▸ **PAGE EXCERPT**:
______________________________
February 2003
Features

Natural Gas: North American Outlook

Natural gas in North America: No one said it would be easy
 
Vol. 224 No. 2

Natural Gas:
North American Outlook

Natural gas in North America – No one said it would be easy

Prices have moved onto a new plateau that will restructure the order of competing supply sources

 Leonard Parent, Contributing Editor

 The outlook in 2003 is moderately optimistic. Wellhead prices should average close to $4.00/MMBtu, while the gas well rig count should get back to around the 800 level. A recovery in gas demand back to the 2001 level is the most likely outcome for 2003. With only a modest increase in demand – related to cold weather – and some new storage projects coming on, storage should be adequate to meet next winter’s requirements. Pipeline construction has tapered off. Meanwhile, companies try hard to get a collective grip on how to minimize security risk without substantial investment.

  WELLHEAD PRICES

 Wellhead prices peaked well above $4.00 in 2002, lifting the 2002 average to something in the neighborhood of $3.00/MMBtu. Not as good as 2001, but then, there wasn’t a wintertime spike that drove the early numbers into double-digit territory.

 The price outlook for 2003 is substantially higher, averaging about $4.00/MMBtu. The impact of 1,000-plus rigs drilling for gas back in 2001 has been absorbed into the system by now, and the industry will probably have to face the possibility of a deliverability shortfall in 2003. That shortfall has yet to occur. This is likely due, at least in part, to gas-fired electric generation demand not measuring up to expectations.

 As of January 2003, wellhead prices are in the $5/MMBtu vicinity. As wintertime demand winds down, conventional wisdom holds that prices will soften, but higher prices are expected to follow when supply gets tight, sometime after mid year. The most recent pricing cycle, from high to low, lasted 14 months. A repeat performance would result in a peak about year-end 2003, Fig. 1.

Fig 1

  Fig. 1. Wellhead prices vs. gas well completions.
______________________________
Object point labels
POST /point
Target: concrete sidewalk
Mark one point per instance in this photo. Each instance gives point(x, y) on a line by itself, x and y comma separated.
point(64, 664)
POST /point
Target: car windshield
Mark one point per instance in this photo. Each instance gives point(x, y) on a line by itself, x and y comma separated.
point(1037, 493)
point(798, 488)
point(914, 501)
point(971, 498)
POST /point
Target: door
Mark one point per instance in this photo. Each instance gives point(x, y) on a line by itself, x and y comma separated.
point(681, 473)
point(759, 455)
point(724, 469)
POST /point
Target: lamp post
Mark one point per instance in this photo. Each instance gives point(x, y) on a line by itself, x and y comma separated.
______________________________
▸ **SHORT TASK 1**:
Decide whether each statement agrees with the natural gas outlook article: (a) wellhead prices in 2003 are expected to average close to $4.00/MMBtu; (b) the most recent pricing cycle, from high to low, lasted 18 months; (c) pipeline construction has picked up. Answer yes or no for each and quote the deciding words.
▸ **SHORT TASK 2**:
Copy the natural gas outlook article word for word, starting at "Natural gas in North America –" and ending at "without substantial investment.".

▸ **FULL SOLUTION 1**:
(a) Yes: "Wellhead prices should average close to $4.00/MMBtu"
(b) No: "The most recent pricing cycle, from high to low, lasted 14 months."
(c) No: "Pipeline construction has tapered off."

▸ **FULL SOLUTION 2**:
Natural gas in North America – No one said it would be easy

Prices have moved onto a new plateau that will restructure the order of competing supply sources

 Leonard Parent, Contributing Editor

 The outlook in 2003 is moderately optimistic. Wellhead prices should average close to $4.00/MMBtu, while the gas well rig count should get back to around the 800 level. A recovery in gas demand back to the 2001 level is the most likely outcome for 2003. With only a modest increase in demand – related to cold weather – and some new storage projects coming on, storage should be adequate to meet next winter’s requirements. Pipeline construction has tapered off. Meanwhile, companies try hard to get a collective grip on how to minimize security risk without substantial investment.